Stored dataset items
....

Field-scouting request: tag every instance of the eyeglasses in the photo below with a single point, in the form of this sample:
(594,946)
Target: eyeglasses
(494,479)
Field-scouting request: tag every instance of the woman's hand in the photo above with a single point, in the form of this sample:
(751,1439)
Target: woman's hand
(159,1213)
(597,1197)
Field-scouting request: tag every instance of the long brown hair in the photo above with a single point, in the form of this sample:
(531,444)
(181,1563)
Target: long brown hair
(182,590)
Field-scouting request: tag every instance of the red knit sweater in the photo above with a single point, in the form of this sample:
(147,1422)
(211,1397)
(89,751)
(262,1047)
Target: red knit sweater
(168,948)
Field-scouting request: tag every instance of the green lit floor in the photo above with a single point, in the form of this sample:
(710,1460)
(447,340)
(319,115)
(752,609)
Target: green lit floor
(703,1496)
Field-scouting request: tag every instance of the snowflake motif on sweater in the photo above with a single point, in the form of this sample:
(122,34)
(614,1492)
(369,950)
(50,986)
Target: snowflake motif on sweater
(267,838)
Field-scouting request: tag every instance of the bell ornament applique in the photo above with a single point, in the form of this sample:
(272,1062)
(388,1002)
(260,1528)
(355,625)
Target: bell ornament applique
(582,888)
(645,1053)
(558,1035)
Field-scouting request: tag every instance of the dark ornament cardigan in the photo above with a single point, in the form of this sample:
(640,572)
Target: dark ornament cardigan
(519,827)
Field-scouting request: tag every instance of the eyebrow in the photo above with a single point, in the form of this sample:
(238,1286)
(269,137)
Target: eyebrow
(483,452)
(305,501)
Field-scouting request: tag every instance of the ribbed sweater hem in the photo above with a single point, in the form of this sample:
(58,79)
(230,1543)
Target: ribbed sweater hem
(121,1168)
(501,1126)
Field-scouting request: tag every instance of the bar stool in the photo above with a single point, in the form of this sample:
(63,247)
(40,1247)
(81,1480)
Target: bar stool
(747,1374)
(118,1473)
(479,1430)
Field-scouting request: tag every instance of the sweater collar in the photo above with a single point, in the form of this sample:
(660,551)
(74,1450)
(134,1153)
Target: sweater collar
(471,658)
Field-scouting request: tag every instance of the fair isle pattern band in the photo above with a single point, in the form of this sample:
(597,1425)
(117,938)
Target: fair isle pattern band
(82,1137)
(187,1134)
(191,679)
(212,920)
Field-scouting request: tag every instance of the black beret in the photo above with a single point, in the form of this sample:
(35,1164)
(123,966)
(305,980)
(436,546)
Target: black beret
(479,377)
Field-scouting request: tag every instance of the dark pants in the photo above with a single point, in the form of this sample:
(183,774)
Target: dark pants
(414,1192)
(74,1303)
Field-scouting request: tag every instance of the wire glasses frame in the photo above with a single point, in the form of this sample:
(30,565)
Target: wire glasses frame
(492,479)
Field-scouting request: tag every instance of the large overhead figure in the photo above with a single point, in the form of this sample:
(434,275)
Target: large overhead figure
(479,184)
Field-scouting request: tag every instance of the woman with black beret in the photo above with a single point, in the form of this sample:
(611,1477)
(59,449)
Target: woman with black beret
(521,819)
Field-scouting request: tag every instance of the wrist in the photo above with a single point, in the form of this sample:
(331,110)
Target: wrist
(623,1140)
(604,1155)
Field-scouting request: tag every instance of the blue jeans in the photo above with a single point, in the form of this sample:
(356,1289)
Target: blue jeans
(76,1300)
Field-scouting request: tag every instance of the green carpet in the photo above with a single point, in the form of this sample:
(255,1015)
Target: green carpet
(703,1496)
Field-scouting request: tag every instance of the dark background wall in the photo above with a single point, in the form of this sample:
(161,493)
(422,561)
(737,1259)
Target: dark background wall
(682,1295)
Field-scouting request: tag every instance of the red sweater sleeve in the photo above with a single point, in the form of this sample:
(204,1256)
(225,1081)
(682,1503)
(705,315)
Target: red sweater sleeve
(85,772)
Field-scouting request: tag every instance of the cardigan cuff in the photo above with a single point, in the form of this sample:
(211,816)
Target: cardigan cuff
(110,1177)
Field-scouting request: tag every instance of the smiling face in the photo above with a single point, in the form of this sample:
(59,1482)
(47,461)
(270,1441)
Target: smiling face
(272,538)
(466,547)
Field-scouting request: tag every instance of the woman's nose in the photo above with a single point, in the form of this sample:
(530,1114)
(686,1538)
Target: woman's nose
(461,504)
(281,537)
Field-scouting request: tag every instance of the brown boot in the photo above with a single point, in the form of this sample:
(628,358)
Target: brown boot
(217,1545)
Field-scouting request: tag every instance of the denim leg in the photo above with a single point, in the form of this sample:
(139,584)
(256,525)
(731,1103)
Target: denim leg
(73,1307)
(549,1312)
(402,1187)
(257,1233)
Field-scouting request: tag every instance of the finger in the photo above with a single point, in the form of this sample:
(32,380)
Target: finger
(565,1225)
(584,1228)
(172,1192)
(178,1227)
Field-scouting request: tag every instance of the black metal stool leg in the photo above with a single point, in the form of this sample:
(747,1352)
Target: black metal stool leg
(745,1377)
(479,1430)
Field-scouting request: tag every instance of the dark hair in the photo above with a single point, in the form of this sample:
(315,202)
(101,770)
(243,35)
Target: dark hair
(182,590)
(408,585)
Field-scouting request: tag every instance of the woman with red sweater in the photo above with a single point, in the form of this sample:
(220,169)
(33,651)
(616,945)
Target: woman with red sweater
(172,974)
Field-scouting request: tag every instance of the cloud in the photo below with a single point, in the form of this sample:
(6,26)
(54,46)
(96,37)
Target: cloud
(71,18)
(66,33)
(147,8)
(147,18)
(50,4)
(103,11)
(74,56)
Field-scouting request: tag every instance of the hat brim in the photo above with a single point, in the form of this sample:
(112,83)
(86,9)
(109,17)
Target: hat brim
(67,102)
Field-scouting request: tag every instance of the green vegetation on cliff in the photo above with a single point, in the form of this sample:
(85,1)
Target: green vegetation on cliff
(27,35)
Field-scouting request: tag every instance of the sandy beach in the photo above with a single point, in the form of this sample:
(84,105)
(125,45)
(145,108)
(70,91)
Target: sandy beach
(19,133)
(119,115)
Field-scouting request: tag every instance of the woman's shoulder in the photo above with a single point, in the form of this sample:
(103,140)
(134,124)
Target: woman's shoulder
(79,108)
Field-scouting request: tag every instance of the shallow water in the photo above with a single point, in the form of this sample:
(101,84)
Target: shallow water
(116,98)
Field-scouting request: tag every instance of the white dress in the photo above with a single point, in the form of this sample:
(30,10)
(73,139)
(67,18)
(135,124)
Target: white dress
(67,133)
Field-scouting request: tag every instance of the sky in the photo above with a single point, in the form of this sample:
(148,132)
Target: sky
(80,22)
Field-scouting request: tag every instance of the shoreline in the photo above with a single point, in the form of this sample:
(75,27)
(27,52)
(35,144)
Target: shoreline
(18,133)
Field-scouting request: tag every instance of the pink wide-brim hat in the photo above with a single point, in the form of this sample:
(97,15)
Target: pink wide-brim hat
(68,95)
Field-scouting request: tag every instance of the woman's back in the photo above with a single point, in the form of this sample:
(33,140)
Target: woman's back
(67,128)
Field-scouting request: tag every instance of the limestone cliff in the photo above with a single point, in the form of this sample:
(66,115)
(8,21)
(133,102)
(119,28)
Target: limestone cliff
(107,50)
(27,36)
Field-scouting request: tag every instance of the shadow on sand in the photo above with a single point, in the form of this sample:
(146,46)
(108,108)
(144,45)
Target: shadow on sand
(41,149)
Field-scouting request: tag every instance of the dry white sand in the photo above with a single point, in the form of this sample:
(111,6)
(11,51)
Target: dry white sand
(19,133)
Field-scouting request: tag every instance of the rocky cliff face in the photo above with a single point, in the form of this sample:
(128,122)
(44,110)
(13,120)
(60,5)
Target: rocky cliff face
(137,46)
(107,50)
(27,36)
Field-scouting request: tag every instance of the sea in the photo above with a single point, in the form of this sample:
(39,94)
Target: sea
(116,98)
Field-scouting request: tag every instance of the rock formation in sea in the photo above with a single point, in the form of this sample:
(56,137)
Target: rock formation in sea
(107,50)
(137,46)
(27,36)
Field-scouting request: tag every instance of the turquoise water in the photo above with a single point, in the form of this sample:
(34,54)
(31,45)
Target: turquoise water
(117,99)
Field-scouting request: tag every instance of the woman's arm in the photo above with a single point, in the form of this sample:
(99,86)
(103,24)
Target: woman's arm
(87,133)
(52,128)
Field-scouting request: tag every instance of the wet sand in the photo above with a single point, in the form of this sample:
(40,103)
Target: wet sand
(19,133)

....

Reproduce the lines from the one containing "Field-scouting request: tag every instance of the turquoise" to the end of the entries, keeping both ends and adding nothing.

Field-scouting request: tag every instance of the turquoise water in the photo above with a single point, in the form of this sample:
(34,54)
(31,45)
Target: turquoise water
(117,99)
Field-scouting request: tag every instance of the woman's arm in the photo above with a single point, in the form of this sample:
(99,86)
(103,24)
Target: woman's arm
(87,133)
(52,128)
Field-scouting request: tag every instance of the wet sand in the photo above with a single point, in the form of this sample:
(40,103)
Target: wet sand
(19,133)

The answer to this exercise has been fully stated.